- _Excerpted text_:
_ _ _ _ _
All for One, for All
Many have noted that lowering the CRC screening starting age is counter to women's health recommendations the task force made in 2009 when the panel recommended delaying a first Pap smear to age 21, and starting annual mammograms at age 50, up from 45. But while debate swirled following those changes, medical societies, doctors, and patient advocates lauded the new draft recommendation.
"This is the most important milestone in the past 10 years for colorectal cancer patients and their families," said Michael Sapienza, CEO of the Colorectal Cancer Alliance. "Our colorectal cancer community of patients and advocates are celebrating this draft recommendation as it will save additional lives in this group."
The Colorectal Cancer Alliance is the largest nonprofit advocacy for patients with CRC in the world, helping an estimated 325,000 patients in their time of need in 2020 alone. During the public comment period on the task force draft recommendation, the alliance submitted a letter of support co-signed by a number of other patient advocates and organizations.
_ _ _ _ _
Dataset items
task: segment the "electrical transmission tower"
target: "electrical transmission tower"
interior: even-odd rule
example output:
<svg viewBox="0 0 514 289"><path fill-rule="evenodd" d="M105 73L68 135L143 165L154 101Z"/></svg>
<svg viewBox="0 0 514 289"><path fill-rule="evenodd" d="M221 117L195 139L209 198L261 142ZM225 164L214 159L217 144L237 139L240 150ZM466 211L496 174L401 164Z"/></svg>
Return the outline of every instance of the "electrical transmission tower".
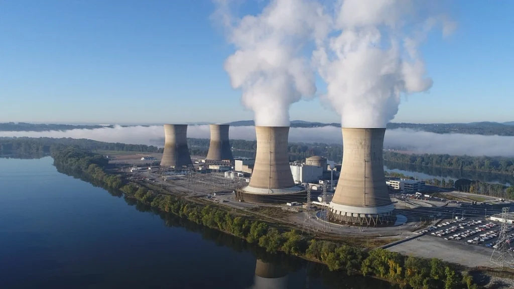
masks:
<svg viewBox="0 0 514 289"><path fill-rule="evenodd" d="M323 196L321 197L321 203L323 208L320 213L320 219L323 221L323 231L326 232L327 229L330 230L330 223L328 222L328 206L326 205L326 184L323 184Z"/></svg>
<svg viewBox="0 0 514 289"><path fill-rule="evenodd" d="M313 222L310 220L310 186L307 186L307 211L305 212L305 219L303 220L303 227L302 231L306 230L308 234L310 233L312 229Z"/></svg>
<svg viewBox="0 0 514 289"><path fill-rule="evenodd" d="M502 210L502 226L498 241L491 255L491 263L500 266L501 268L512 267L514 264L514 256L510 249L510 243L509 238L507 237L508 226L507 225L507 220L508 217L509 208L505 207Z"/></svg>

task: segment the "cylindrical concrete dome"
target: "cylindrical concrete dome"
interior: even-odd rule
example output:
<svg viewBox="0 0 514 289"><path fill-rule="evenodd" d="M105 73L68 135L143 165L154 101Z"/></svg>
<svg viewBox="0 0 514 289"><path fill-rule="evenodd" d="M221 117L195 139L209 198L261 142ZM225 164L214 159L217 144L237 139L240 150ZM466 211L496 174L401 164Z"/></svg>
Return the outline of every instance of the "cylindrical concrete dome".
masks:
<svg viewBox="0 0 514 289"><path fill-rule="evenodd" d="M192 165L187 143L187 124L164 124L164 152L160 166L178 167Z"/></svg>
<svg viewBox="0 0 514 289"><path fill-rule="evenodd" d="M285 289L287 287L287 271L277 265L257 259L252 289Z"/></svg>
<svg viewBox="0 0 514 289"><path fill-rule="evenodd" d="M210 124L211 141L205 159L209 160L234 160L228 139L229 124Z"/></svg>
<svg viewBox="0 0 514 289"><path fill-rule="evenodd" d="M295 187L287 154L289 127L255 127L257 152L248 186L258 189Z"/></svg>
<svg viewBox="0 0 514 289"><path fill-rule="evenodd" d="M343 128L343 163L331 214L346 219L374 218L394 209L382 158L386 129Z"/></svg>
<svg viewBox="0 0 514 289"><path fill-rule="evenodd" d="M323 171L326 171L327 161L326 158L317 155L313 156L305 159L305 165L316 166L323 168Z"/></svg>

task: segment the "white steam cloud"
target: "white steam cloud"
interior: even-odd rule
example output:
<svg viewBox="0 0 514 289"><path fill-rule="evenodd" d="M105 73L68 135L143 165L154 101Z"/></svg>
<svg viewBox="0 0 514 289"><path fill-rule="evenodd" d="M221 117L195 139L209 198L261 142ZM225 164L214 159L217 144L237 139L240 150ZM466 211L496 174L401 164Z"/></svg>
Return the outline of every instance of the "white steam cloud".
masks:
_ _ _ _ _
- _Instructions to follow_:
Rewrite the colorectal cancer screening text, everything from "All for One, for" down to "new draft recommendation.", with "Pap test" in place of "Pap smear".

- _Reply to the exercise_:
All for One, for All
Many have noted that lowering the CRC screening starting age is counter to women's health recommendations the task force made in 2009 when the panel recommended delaying a first Pap test to age 21, and starting annual mammograms at age 50, up from 45. But while debate swirled following those changes, medical societies, doctors, and patient advocates lauded the new draft recommendation.